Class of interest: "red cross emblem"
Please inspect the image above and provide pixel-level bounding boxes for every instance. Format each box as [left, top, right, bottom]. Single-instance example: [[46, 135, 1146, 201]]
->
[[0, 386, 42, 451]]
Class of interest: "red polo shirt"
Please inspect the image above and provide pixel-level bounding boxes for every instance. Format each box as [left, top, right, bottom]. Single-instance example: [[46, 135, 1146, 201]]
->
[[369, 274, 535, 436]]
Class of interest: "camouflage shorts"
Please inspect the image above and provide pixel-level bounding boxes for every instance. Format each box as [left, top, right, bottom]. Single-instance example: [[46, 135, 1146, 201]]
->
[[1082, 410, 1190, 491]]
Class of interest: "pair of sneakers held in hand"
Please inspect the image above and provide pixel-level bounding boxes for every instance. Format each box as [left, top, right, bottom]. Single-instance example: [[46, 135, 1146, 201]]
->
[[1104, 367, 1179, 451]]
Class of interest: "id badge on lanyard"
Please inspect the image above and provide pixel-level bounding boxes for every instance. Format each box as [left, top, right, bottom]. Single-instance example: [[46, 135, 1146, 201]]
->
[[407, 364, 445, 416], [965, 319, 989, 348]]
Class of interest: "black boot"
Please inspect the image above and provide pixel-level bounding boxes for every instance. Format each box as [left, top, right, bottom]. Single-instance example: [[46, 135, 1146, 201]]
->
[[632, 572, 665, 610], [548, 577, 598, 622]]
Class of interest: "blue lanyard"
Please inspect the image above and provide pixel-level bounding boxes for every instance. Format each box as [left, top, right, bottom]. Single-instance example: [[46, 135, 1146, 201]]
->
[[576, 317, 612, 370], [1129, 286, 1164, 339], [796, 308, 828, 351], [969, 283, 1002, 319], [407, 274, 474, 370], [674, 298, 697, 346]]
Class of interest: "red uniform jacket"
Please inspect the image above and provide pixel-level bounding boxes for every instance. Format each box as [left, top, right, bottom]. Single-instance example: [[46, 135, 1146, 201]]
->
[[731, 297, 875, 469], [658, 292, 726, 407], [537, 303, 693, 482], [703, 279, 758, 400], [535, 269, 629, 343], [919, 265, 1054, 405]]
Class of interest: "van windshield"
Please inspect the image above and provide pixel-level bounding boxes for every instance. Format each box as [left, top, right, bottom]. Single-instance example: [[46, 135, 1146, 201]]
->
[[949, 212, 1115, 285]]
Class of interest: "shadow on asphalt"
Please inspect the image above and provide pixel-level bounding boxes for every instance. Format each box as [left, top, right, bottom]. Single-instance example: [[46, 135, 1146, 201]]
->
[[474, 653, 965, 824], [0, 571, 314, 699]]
= = = =
**WORK INSTRUCTIONS**
Can you quote every one of the records above, word for word?

**ANSWER TO THIS EXERCISE**
Class of interest: "red cross emblem"
Please inspect the image above and provide pixel-level bounding boxes for every instance. Format each box as [left, top, right, bottom]. Single-instance example: [[46, 135, 1146, 201]]
->
[[0, 386, 42, 451]]
Class of interest: "red polo shirt"
Please inspect the image above and provide pixel-level bounding boxes for every instance. Format each box as [left, top, right, bottom]. Single-instance example: [[46, 135, 1146, 201]]
->
[[369, 274, 535, 436]]
Class of interest: "camouflage shorts"
Please inspect the image above and provide pixel-level bounding boxes for every instance. Format each box as [left, top, right, bottom]. Single-instance example: [[46, 135, 1146, 201]]
->
[[1082, 410, 1190, 491]]
Class of interest: "pair of sneakers held in hand"
Please inspect the image above and provide pixel-level bounding boxes for every instance. Format each box as [left, top, right, bottom]. Single-instance example: [[46, 135, 1146, 201]]
->
[[1104, 367, 1179, 451]]
Class of interest: "id badge on lanyard"
Please inspect the image above and provide pixel-level bounding boxes for every instance. Format each box as [left, top, right, bottom]. Single-instance example: [[46, 135, 1146, 201]]
->
[[407, 364, 445, 416], [965, 319, 989, 348]]
Class of interest: "black boot"
Please inspect the image above and provide pixel-level bounding boxes for every instance. Format each box as [left, top, right, bottom]. Single-instance example: [[46, 135, 1146, 201]]
->
[[632, 572, 665, 610], [548, 577, 598, 622]]
Class of interest: "blue lanyard"
Please inspect the image above and provide pixel-level bounding boxes for every instance. Format each box as [left, top, right, bottom]. Single-instance example: [[46, 135, 1146, 201]]
->
[[576, 317, 612, 370], [1129, 286, 1164, 339], [796, 308, 828, 351], [969, 283, 1002, 319], [407, 274, 474, 370], [674, 298, 697, 346]]
Class of interest: "red uniform jacket"
Please inspect the image above and provide pixel-level bounding boxes for every instance. Format each box as [left, top, right, bottom]. Single-instance example: [[46, 135, 1146, 201]]
->
[[731, 297, 875, 469], [658, 292, 726, 407], [537, 303, 693, 482], [703, 279, 758, 400], [535, 269, 629, 343], [919, 265, 1054, 405]]
Class of interest: "van windshield"
Please inspect the image above and provide pixel-level bounding boxes for every instance. Format each box as [left, top, right, bottom]. Single-instance example: [[46, 135, 1146, 201]]
->
[[949, 212, 1115, 285]]
Class of interest: "shadow on asphalt"
Please inspect the image above and provide pixel-level bounding boxes for every instance. Format each box as [left, top, right, bottom]. Single-instance example: [[46, 135, 1146, 201]]
->
[[474, 653, 965, 824], [0, 571, 314, 699]]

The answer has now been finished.